## What the task requires
Retype each of the lines below word for word, in the same order.

====

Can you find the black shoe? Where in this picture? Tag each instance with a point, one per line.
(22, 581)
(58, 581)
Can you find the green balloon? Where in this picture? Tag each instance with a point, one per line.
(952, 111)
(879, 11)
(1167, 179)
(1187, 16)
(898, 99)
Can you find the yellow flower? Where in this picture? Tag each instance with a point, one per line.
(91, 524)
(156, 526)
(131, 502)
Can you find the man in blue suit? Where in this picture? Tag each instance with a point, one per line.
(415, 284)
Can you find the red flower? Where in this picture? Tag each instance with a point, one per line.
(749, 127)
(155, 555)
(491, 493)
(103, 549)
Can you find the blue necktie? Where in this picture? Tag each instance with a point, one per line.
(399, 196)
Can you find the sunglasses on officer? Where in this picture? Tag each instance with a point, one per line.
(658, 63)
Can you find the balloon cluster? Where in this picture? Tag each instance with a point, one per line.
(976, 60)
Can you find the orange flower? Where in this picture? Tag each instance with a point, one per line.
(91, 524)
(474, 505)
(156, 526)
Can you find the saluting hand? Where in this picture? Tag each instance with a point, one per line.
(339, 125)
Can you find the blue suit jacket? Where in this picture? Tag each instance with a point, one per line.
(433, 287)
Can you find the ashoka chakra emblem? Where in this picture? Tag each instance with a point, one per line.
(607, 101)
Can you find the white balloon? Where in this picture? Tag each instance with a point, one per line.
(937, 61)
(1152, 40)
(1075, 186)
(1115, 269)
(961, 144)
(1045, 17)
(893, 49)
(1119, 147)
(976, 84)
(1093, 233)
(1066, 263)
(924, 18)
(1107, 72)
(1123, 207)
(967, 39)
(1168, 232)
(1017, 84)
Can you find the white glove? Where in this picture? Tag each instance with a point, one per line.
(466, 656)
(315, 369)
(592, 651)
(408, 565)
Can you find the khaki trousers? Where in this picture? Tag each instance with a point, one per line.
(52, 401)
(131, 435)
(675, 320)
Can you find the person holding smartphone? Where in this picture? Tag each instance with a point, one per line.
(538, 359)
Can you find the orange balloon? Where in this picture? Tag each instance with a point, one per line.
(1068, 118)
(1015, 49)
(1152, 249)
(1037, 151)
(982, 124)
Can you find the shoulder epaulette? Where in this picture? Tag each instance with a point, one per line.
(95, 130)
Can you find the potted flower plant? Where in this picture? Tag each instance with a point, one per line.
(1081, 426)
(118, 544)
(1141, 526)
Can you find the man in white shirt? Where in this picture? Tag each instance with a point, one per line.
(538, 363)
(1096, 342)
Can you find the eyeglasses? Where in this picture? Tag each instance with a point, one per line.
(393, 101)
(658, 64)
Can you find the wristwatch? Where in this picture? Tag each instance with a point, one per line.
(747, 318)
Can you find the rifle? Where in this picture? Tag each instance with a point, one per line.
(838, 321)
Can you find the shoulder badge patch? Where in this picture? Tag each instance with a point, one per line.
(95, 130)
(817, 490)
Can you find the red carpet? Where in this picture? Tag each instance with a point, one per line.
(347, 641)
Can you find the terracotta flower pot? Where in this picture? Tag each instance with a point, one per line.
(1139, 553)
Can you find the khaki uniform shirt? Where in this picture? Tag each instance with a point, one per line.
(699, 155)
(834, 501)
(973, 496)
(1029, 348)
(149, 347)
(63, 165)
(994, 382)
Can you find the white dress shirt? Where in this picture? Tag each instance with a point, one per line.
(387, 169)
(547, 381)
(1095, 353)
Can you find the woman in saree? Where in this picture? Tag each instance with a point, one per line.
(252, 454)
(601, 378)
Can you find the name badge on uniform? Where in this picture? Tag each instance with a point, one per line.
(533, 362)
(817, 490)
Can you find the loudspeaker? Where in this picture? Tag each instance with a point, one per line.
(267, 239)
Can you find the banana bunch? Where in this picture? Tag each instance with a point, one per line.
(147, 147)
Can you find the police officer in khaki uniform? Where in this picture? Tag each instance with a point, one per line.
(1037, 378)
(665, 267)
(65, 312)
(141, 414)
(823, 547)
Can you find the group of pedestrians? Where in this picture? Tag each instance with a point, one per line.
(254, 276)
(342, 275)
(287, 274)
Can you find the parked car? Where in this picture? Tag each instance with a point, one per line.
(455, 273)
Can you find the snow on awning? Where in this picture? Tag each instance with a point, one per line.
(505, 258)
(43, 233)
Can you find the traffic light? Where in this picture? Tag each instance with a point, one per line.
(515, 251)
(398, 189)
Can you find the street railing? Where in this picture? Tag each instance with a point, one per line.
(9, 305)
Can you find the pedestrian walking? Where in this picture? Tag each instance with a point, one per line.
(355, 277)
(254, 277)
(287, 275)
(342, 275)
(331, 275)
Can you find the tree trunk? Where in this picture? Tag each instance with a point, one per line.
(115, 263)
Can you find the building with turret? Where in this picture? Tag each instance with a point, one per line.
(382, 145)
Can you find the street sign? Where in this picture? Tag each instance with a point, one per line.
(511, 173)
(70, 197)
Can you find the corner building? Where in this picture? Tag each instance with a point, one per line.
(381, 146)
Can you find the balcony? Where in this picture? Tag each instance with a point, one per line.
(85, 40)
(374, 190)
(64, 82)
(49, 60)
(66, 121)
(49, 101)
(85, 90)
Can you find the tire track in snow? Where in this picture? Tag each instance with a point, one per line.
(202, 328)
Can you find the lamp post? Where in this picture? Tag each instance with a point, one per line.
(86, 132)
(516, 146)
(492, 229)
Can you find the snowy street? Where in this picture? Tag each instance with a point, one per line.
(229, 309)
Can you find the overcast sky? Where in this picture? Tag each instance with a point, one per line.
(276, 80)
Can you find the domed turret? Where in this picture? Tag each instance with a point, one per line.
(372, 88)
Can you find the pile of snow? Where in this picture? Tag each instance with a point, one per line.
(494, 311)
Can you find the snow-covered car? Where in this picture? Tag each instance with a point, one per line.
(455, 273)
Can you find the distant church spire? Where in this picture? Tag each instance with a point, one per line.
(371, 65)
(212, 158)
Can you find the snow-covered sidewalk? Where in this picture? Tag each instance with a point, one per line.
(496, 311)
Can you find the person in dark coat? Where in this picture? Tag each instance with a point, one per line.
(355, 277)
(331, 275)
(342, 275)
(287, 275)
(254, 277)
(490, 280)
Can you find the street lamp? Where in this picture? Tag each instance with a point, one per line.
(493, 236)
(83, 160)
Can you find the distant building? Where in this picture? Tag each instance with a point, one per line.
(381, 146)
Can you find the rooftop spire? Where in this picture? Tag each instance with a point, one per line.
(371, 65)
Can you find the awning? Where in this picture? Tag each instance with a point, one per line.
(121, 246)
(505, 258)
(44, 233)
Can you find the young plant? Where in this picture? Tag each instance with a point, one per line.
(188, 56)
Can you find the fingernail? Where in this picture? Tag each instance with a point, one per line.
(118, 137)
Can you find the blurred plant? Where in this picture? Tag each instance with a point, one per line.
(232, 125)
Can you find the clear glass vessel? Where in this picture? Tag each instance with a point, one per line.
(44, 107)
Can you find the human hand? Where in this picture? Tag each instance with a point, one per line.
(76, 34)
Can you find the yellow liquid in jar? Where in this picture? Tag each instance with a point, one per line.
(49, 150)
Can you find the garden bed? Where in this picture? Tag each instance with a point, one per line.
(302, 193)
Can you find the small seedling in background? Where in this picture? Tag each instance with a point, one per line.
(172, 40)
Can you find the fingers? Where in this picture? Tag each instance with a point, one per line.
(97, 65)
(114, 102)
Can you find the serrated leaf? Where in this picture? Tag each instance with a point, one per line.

====

## Written response
Can you find the black shoe? Where in this picture? Tag each instance with a point, one per line.
(22, 581)
(58, 581)
Can you find the green balloon? Where in this picture? Tag each instance with a point, one per line.
(952, 111)
(879, 11)
(1167, 179)
(1187, 16)
(898, 99)
Can you find the yellow flower? Where in this picture? Tag each instance with a point, one per line.
(91, 524)
(156, 526)
(131, 502)
Can you find the man in blue suit? Where in this picture? Tag each instance with a point, one per line.
(415, 284)
Can you find the red flower? Where in this picture? Tag each instance with a point, one per line.
(749, 127)
(155, 555)
(491, 493)
(103, 549)
Can you find the blue necktie? Where in this picture? Tag each instance with a point, one per line.
(399, 196)
Can you find the sunglasses on officer? Where in this picture? Tag each instance with a point, one per line.
(658, 63)
Can you find the balloon cluster? Where in this picture? Tag each instance with a point, one per line.
(976, 60)
Can you find the orange flower? Where in this picture? Tag each instance with a point, one per line.
(91, 524)
(474, 505)
(156, 526)
Can you find the saluting hand? Where in this picture? Tag each instance with a point, one per line.
(339, 125)
Can you find the blue suit jacket? Where in this picture? Tag each instance with a point, one per line.
(433, 287)
Can you find the ashoka chakra emblem? Where in this picture? Tag each instance with a point, one per line.
(607, 101)
Can you find the white balloon? Where in this picture? Tag each instance with a point, one per line.
(937, 61)
(1152, 40)
(1075, 186)
(1115, 269)
(961, 144)
(1045, 17)
(893, 49)
(1119, 147)
(976, 84)
(1093, 233)
(1066, 263)
(924, 18)
(1107, 72)
(1123, 207)
(967, 39)
(1168, 232)
(1017, 84)
Can you find the white glove? Where in this picture? Tag each instance with a point, one per line.
(466, 656)
(315, 369)
(592, 651)
(408, 565)
Can you find the khaki trousers? Where in this picture? Tag each instance with a point, one per line.
(52, 401)
(131, 435)
(675, 320)
Can you find the person holding smartphone? Where in this picture? Tag each instance with a point, one per line.
(538, 359)
Can you find the orange balloon? Where in this picture? Tag each instance with a point, one per line.
(1068, 118)
(1015, 49)
(1152, 249)
(1037, 151)
(982, 124)
Can you find the shoulder epaulette? Where in this picture? Tag each instance with a point, one per line.
(95, 130)
Can you find the potted flower plant? Where in this picture? Tag each instance with a point, one per line.
(1081, 426)
(118, 544)
(1141, 526)
Can you find the man in white shirt? Where in this picture? Tag each instance with a point, one per line.
(538, 363)
(1096, 342)
Can you find the eyeglasses? Where in this picture? Tag each instance with a point, one per line.
(393, 101)
(658, 64)
Can you find the wristwatch? Where in this picture? Tag each instance with a point, one per line.
(747, 318)
Can you find the rifle? Where in this picture? Tag each instance with a point, one per line.
(838, 321)
Can you find the shoulder badge patch? Where in this picture? Tag each instance with a point, one per line.
(95, 130)
(817, 490)
Can you find the red carpet? Where in this picture? Tag each instance with a point, one per line.
(347, 641)
Can you find the terracotta flower pot? Where in this picture? Tag each instance with a point, one per line.
(1139, 553)
Can you find the khaki uniform shirt? Where in this picture? Tag each instance with a point, one per line.
(699, 155)
(834, 501)
(973, 496)
(1029, 348)
(149, 347)
(63, 165)
(994, 382)
Can you find the white dress shirt? Where in this picture? Tag each instance with a point, one per line.
(387, 169)
(547, 381)
(1095, 353)
Can you find the woman in saree? Where in this picture? Tag each instance with a point, one per line.
(252, 454)
(601, 378)
Can you find the name badge on uniform? Where in this picture? Tag each instance with a point, one per line.
(533, 362)
(817, 490)
Can you find the loudspeaker? Where in this picture? Tag each instance with a point, one per line.
(267, 239)
Can you find the banana bunch? Where in this picture? Tag each instance with a point, one per line.
(147, 147)
Can you find the police officer in khaki uniform? Where in this picture? Tag each instance with a point, one per line.
(1037, 378)
(665, 267)
(65, 312)
(141, 414)
(823, 547)
Can you find the group of pedestrians? Where in this picture? Tag each instance with a point, one per line.
(254, 276)
(342, 275)
(287, 274)
Can you find the parked car? Where in this picture? Tag each instance with a point, one per line.
(455, 273)
Can you find the snow on awning? Where in this picture? Tag each instance with a point, one per line.
(505, 258)
(43, 233)
Can you find the traffic light? Where in this picture? Tag each instance with a point, one per line.
(515, 251)
(398, 189)
Can you find the street railing? Where in this picture? Tag each instance with a point, one per line.
(9, 305)
Can you find the pedestrian walking? Where in this picture? Tag each instance with a point, one per line.
(355, 277)
(254, 277)
(287, 275)
(342, 275)
(331, 275)
Can you find the tree trunk? Where in this picture? Tag each instance with a point, one per line.
(115, 263)
Can you find the building with turret? Where in this picture? Tag each instance with a point, one per line.
(382, 145)
Can you find the street sign? Where in this picture? Tag each instance with a point, one per line.
(511, 173)
(70, 197)
Can you find the corner building? Where in this picture? Tag each instance with a point, one per line.
(381, 146)
Can you find the balcony? Where in this picture? Tag each instance with a point, one per line.
(85, 40)
(374, 190)
(64, 82)
(49, 60)
(66, 121)
(49, 101)
(85, 90)
Can you find the tire track in snow? Where in this picture? Tag each instance with a point, one per line.
(202, 328)
Can you find the lamp post? Where in this picture? Tag each instance with a point, one per line.
(86, 132)
(516, 146)
(492, 229)
Can you find the snowy street? Where in this picture? Tag each instance with a point, one per line.
(229, 309)
Can you find the overcast sky? Where in this picture? Tag each instance with a point, one per line.
(276, 80)
Can you find the domed turret? Where in this picture? Tag each instance with a point, one per line.
(372, 88)
Can you find the pile of snow? Where in this picture? Tag each instance with a point, one per line.
(494, 311)
Can you find the snow-covered car? Where in this picture? Tag each instance with a point, one per line.
(455, 273)
Can you find the distant church spire? Where in this picture? Tag each instance with a point, one per line.
(371, 65)
(212, 158)
Can you find the snow-covered sidewalk? Where in this picture? Tag each instance with a point, one per line.
(496, 311)
Can you find the person in dark coat? Where in this picture? Tag each instance with a point, one per line.
(355, 277)
(331, 275)
(342, 275)
(287, 275)
(254, 277)
(490, 280)
Can you find the street lamp? Where in this picture? Tag each instance with a point, one per line.
(493, 236)
(83, 160)
Can you find the distant building? Where in this picture? Tag each instance with a point, one per line.
(381, 146)
Can you find the rooftop spire? Where in this picture? Tag each instance with a point, one per line.
(371, 65)
Can you find the awning? Where in this picture? Tag each instance with a point, one per line.
(121, 246)
(505, 258)
(44, 233)
Can you find the young plant? Where in this picture? Tag each instance with a point, one per line.
(188, 56)
Can you find the fingernail? Where in this picture? Tag each instance with a point, one per line.
(118, 137)
Can you find the blurred plant? Where in this picture? Tag each instance with a point, one per line.
(232, 125)
Can you find the clear glass vessel? Where in this picture? Tag each instance with a point, one per line.
(44, 107)
Can you find the human hand? Where in this picture? Tag each instance with a point, one per line.
(76, 34)
Can you find the yellow liquid in jar? Where in this picture? Tag each instance with a point, one per line.
(49, 150)
Can you find the garden bed? Where in this picture? Tag each instance with a point, one per line.
(302, 193)
Can you find the small seedling in background? Where in this picture? Tag each instance with a point, one per line.
(172, 40)
Can you find the fingers? Where in this picture? Tag each instance with a point, one per line.
(97, 65)
(114, 102)
Can you find the serrated leaf? Where in this picture? Tag each instance with a point, one per line.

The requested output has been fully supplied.